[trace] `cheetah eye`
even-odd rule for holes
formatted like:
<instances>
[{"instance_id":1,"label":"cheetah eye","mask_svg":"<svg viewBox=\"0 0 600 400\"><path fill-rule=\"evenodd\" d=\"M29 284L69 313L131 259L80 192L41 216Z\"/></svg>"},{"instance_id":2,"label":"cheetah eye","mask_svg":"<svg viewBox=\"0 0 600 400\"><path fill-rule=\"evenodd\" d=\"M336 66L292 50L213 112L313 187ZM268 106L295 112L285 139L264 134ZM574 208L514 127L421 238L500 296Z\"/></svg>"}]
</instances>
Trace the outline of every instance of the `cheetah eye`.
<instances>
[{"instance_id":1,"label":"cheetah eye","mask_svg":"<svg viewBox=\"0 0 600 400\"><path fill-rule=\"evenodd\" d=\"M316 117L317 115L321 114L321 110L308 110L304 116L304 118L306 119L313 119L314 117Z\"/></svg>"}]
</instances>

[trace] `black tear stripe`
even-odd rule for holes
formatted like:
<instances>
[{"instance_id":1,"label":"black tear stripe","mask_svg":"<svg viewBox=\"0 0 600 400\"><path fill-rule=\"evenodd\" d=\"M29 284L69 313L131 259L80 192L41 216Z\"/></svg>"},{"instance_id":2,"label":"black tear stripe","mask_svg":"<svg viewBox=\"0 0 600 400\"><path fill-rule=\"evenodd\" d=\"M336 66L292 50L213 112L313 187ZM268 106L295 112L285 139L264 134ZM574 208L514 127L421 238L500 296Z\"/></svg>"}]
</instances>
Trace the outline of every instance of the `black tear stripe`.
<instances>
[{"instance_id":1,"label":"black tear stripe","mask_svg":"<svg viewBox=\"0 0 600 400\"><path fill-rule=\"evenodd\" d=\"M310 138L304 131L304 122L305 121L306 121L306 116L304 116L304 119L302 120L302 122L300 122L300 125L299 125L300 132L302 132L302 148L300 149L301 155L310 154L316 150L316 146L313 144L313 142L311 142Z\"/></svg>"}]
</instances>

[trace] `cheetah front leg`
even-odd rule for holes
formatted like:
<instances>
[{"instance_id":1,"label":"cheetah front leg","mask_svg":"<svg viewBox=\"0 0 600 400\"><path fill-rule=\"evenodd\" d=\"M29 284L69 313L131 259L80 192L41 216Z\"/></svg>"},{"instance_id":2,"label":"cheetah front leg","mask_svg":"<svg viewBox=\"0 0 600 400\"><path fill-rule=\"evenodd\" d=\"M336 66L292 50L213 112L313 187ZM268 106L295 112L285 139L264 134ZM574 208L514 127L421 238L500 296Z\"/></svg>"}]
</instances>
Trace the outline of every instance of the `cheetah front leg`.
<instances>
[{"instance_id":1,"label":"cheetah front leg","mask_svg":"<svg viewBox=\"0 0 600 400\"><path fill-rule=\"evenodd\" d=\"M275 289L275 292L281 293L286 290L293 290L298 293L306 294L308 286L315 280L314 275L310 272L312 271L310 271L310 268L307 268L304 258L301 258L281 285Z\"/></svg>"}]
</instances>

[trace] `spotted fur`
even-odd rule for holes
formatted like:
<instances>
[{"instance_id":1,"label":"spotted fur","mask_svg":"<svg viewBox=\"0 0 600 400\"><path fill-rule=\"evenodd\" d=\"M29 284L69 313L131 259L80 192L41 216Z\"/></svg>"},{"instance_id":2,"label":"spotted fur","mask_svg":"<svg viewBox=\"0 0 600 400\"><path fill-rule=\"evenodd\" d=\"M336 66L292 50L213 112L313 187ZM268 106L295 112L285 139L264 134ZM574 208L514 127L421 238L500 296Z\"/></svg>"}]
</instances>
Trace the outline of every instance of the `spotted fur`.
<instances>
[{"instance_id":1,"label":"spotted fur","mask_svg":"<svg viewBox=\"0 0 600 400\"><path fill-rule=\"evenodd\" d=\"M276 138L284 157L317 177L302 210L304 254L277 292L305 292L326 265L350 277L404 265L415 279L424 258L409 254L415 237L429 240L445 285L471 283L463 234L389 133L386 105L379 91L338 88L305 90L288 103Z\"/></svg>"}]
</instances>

-------

[Given request]
Print all of the entries again, exactly as written.

[Answer to this task]
[trace] `cheetah eye`
even-odd rule for holes
formatted like:
<instances>
[{"instance_id":1,"label":"cheetah eye","mask_svg":"<svg viewBox=\"0 0 600 400\"><path fill-rule=\"evenodd\" d=\"M29 284L69 313L131 259L80 192L41 216Z\"/></svg>"},{"instance_id":2,"label":"cheetah eye","mask_svg":"<svg viewBox=\"0 0 600 400\"><path fill-rule=\"evenodd\" d=\"M336 66L292 50L213 112L313 187ZM268 106L295 112L285 139L264 134ZM574 208L514 127L421 238L500 296Z\"/></svg>"}]
</instances>
Trace the outline of every instance of the `cheetah eye`.
<instances>
[{"instance_id":1,"label":"cheetah eye","mask_svg":"<svg viewBox=\"0 0 600 400\"><path fill-rule=\"evenodd\" d=\"M316 117L317 115L321 114L321 110L308 110L304 116L304 118L306 119L313 119L314 117Z\"/></svg>"}]
</instances>

[trace] `black tear stripe`
even-odd rule for holes
formatted like:
<instances>
[{"instance_id":1,"label":"black tear stripe","mask_svg":"<svg viewBox=\"0 0 600 400\"><path fill-rule=\"evenodd\" d=\"M29 284L69 313L131 259L80 192L41 216Z\"/></svg>"},{"instance_id":2,"label":"black tear stripe","mask_svg":"<svg viewBox=\"0 0 600 400\"><path fill-rule=\"evenodd\" d=\"M336 66L292 50L213 112L313 187ZM268 106L295 112L285 139L264 134ZM574 208L514 127L421 238L500 296Z\"/></svg>"}]
</instances>
Trace the outline of every instance of the `black tear stripe`.
<instances>
[{"instance_id":1,"label":"black tear stripe","mask_svg":"<svg viewBox=\"0 0 600 400\"><path fill-rule=\"evenodd\" d=\"M310 138L304 131L304 122L305 121L306 121L306 116L304 116L304 119L302 120L302 122L300 122L300 125L299 125L300 132L302 132L302 148L300 149L301 155L310 154L316 150L316 146L313 144L313 142L311 142Z\"/></svg>"}]
</instances>

[trace] `cheetah front leg`
even-odd rule for holes
formatted like:
<instances>
[{"instance_id":1,"label":"cheetah front leg","mask_svg":"<svg viewBox=\"0 0 600 400\"><path fill-rule=\"evenodd\" d=\"M29 284L69 313L131 259L80 192L41 216Z\"/></svg>"},{"instance_id":2,"label":"cheetah front leg","mask_svg":"<svg viewBox=\"0 0 600 400\"><path fill-rule=\"evenodd\" d=\"M336 66L292 50L213 112L313 187ZM268 106L295 112L285 139L264 134ZM574 208L514 127L421 238L500 296Z\"/></svg>"}]
</instances>
Trace the outline of every instance of the `cheetah front leg`.
<instances>
[{"instance_id":1,"label":"cheetah front leg","mask_svg":"<svg viewBox=\"0 0 600 400\"><path fill-rule=\"evenodd\" d=\"M275 289L275 292L281 293L286 290L293 290L298 293L306 294L308 286L315 280L314 275L310 272L312 271L310 271L310 268L307 268L304 258L301 258L281 285Z\"/></svg>"}]
</instances>

[trace] `spotted fur`
even-odd rule for holes
formatted like:
<instances>
[{"instance_id":1,"label":"spotted fur","mask_svg":"<svg viewBox=\"0 0 600 400\"><path fill-rule=\"evenodd\" d=\"M29 284L69 313L131 259L80 192L41 216Z\"/></svg>"},{"instance_id":2,"label":"spotted fur","mask_svg":"<svg viewBox=\"0 0 600 400\"><path fill-rule=\"evenodd\" d=\"M336 66L292 50L213 112L313 187ZM268 106L295 112L285 139L264 134ZM574 208L514 127L421 238L500 296Z\"/></svg>"}]
</instances>
Trace the outline of every instance of the `spotted fur`.
<instances>
[{"instance_id":1,"label":"spotted fur","mask_svg":"<svg viewBox=\"0 0 600 400\"><path fill-rule=\"evenodd\" d=\"M276 138L284 157L317 177L302 210L304 254L277 292L305 292L326 265L350 277L404 265L415 279L424 258L409 254L415 237L429 240L445 285L471 283L463 234L389 133L386 105L379 91L338 88L305 90L288 103Z\"/></svg>"}]
</instances>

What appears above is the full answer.